▶ **Set problem**
Gather every line in the material below that contains the word "toilet" and copy each line in full.

▶ **Supplied records**
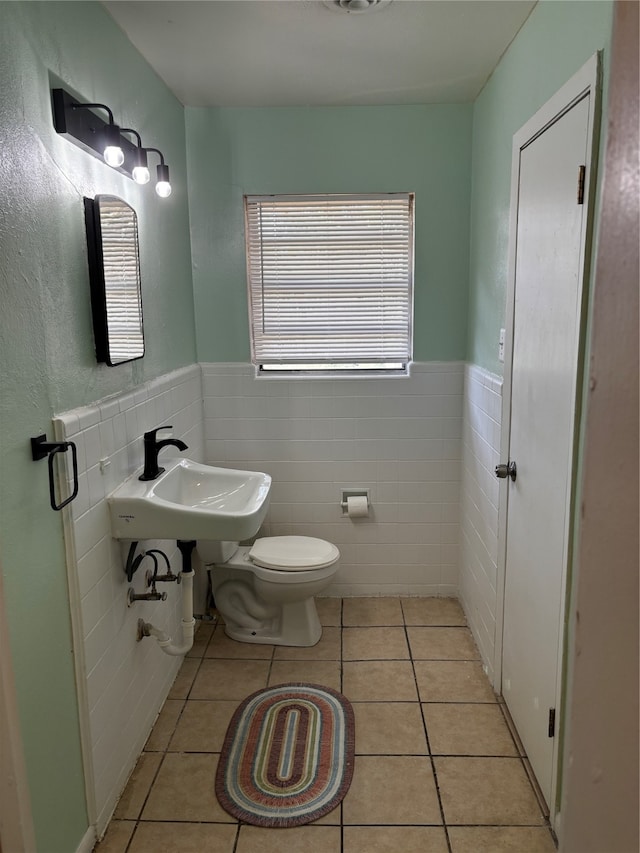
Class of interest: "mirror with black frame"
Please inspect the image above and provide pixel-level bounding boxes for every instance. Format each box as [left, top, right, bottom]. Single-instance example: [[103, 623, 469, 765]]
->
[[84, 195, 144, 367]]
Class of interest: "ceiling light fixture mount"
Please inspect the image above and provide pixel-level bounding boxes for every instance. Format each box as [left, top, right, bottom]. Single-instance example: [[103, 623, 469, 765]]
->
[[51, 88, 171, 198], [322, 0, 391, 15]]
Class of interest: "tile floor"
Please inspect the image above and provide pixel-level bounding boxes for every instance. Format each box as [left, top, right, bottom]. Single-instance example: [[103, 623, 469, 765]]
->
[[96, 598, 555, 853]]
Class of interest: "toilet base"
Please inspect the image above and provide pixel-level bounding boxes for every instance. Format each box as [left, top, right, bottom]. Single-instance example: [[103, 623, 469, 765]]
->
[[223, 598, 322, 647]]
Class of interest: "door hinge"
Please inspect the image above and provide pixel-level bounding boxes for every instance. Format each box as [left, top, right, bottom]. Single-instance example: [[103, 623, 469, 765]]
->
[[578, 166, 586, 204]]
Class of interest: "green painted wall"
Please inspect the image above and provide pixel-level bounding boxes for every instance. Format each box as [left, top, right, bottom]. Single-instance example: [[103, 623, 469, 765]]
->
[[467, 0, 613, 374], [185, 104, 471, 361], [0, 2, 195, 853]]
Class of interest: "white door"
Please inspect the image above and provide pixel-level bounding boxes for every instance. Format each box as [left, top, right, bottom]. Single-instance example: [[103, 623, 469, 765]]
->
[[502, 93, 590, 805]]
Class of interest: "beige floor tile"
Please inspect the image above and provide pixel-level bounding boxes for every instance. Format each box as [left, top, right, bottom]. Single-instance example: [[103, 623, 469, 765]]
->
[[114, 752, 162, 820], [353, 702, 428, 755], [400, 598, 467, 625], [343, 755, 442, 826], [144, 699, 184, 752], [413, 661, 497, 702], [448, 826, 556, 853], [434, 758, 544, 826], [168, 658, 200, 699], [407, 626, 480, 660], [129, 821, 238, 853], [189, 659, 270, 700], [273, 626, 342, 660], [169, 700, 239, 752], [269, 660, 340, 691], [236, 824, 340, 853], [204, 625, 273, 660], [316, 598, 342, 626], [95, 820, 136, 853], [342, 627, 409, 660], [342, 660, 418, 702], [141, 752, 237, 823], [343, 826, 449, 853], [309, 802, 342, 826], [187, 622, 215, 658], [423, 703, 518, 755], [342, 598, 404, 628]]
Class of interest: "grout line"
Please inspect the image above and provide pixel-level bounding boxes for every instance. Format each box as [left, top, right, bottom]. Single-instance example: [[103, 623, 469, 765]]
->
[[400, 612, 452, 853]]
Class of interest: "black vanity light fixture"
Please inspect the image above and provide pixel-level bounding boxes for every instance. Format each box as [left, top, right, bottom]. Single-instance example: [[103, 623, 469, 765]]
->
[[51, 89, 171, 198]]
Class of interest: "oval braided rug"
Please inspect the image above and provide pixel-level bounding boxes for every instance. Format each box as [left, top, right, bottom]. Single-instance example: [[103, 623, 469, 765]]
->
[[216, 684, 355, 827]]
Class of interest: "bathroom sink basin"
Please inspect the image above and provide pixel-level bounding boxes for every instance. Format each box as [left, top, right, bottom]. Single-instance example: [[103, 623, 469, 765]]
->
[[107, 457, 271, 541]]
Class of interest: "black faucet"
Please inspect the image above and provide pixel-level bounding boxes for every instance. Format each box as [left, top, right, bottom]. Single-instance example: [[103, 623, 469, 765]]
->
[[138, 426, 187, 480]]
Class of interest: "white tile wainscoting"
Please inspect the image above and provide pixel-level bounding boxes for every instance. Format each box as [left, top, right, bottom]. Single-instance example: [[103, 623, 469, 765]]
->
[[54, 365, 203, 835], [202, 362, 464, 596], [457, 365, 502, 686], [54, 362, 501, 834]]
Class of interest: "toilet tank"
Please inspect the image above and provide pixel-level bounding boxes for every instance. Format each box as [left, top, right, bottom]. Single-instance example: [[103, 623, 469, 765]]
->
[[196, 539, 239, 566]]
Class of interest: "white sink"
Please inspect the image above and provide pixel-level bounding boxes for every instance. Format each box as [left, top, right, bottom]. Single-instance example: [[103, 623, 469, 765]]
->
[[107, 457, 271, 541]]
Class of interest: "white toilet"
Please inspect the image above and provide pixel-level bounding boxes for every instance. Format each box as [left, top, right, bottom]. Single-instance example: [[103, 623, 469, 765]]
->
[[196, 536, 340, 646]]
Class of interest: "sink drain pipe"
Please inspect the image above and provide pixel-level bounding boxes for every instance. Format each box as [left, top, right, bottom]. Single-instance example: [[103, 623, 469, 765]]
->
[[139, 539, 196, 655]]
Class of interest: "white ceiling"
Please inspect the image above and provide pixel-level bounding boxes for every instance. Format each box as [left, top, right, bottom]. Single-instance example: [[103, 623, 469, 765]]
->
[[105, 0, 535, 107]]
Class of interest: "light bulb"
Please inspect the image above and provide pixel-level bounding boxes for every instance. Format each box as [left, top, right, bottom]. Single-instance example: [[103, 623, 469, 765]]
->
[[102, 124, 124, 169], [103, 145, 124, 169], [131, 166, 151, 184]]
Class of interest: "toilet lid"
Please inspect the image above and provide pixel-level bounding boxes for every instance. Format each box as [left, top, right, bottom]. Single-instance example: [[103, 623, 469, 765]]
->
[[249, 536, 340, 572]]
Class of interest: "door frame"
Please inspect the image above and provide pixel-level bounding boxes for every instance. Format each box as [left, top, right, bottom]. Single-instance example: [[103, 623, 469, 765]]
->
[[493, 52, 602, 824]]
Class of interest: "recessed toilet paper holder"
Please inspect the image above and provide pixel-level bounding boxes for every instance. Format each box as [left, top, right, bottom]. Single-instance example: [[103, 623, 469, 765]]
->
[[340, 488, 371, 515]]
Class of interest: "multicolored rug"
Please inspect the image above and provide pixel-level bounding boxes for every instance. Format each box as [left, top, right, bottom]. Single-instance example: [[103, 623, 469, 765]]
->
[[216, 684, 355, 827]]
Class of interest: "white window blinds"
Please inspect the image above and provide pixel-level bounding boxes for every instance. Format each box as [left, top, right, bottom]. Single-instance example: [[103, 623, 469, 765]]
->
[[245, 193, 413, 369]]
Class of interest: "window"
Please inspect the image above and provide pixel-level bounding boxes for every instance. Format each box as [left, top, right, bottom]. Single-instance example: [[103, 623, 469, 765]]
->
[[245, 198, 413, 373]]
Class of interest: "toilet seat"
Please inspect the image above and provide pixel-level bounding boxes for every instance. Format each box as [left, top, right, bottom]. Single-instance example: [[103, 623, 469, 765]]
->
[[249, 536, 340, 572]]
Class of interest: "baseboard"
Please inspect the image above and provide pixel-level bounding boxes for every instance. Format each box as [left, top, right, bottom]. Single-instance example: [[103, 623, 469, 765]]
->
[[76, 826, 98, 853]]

* * *

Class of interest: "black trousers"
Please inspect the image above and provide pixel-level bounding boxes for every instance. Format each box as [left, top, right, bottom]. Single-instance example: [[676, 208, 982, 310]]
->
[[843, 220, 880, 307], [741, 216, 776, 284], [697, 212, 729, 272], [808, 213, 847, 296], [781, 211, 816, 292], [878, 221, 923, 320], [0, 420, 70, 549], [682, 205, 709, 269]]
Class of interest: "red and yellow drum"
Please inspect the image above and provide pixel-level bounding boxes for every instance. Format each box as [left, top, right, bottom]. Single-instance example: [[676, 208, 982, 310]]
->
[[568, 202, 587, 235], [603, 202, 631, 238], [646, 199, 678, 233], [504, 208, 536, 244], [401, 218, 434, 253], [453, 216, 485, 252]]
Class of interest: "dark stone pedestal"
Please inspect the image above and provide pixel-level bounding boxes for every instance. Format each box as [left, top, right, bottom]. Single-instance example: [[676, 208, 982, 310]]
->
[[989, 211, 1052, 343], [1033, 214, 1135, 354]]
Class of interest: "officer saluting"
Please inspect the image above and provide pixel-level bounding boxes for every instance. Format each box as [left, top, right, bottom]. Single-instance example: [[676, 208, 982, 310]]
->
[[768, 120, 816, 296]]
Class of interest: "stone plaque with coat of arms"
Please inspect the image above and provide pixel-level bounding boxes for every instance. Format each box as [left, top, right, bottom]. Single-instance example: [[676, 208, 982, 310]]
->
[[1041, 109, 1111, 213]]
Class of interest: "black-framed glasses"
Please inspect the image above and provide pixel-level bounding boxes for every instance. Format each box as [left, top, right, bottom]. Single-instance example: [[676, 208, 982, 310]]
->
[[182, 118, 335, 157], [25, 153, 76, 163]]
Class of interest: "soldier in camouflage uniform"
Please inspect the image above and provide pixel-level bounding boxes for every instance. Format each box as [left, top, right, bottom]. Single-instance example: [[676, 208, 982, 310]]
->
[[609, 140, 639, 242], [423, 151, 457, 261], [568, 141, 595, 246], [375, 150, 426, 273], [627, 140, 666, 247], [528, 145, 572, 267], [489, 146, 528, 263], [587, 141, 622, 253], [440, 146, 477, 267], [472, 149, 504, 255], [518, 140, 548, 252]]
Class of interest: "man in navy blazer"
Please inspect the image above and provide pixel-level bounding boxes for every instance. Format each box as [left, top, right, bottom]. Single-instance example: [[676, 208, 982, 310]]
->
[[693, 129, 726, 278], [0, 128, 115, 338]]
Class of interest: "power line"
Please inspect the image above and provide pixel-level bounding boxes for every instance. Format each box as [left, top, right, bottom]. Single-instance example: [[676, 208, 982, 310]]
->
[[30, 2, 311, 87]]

---

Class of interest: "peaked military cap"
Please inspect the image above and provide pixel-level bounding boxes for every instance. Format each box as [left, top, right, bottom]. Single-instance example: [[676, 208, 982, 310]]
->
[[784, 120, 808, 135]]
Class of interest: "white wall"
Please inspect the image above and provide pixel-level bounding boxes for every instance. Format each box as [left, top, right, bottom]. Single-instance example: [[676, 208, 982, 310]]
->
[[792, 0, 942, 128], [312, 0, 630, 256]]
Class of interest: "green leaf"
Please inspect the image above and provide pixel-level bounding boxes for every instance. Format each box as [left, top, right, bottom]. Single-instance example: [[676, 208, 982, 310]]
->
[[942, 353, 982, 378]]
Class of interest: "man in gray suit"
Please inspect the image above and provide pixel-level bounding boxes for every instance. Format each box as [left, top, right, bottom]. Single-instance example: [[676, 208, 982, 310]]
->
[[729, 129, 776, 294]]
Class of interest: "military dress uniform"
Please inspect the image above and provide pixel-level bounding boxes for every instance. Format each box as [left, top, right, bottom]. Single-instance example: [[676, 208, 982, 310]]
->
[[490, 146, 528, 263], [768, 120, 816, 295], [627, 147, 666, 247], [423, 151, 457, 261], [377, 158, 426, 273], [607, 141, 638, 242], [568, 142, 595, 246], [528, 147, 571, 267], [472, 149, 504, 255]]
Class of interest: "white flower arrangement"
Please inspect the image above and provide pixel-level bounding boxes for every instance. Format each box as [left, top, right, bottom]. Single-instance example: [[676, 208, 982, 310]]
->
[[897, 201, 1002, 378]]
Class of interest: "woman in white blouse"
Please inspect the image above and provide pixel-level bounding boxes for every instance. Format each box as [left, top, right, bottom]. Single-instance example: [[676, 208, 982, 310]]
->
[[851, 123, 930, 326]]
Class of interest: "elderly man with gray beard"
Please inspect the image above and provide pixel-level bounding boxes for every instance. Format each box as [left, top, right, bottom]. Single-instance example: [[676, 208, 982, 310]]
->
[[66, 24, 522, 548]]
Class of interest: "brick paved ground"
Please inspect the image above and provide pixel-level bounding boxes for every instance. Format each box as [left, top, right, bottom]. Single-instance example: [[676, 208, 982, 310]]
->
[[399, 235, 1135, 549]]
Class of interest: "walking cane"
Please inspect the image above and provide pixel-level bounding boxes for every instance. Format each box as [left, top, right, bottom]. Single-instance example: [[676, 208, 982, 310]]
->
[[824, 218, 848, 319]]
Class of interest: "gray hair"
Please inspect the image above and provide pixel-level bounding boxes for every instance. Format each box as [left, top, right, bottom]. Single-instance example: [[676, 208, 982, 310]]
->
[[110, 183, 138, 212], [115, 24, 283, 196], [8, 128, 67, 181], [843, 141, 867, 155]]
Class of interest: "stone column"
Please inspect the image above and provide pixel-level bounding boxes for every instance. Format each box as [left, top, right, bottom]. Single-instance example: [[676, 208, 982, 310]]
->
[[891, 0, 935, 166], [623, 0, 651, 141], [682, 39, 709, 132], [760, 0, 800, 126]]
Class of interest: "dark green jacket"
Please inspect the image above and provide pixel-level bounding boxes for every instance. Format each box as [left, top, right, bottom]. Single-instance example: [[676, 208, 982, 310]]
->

▶ **Response to this exercise**
Class of interest: "toilet base"
Class of interest: "toilet tank"
Class of interest: "white toilet"
Class of interest: "toilet lid"
Class of interest: "recessed toilet paper holder"
Class of interest: "toilet seat"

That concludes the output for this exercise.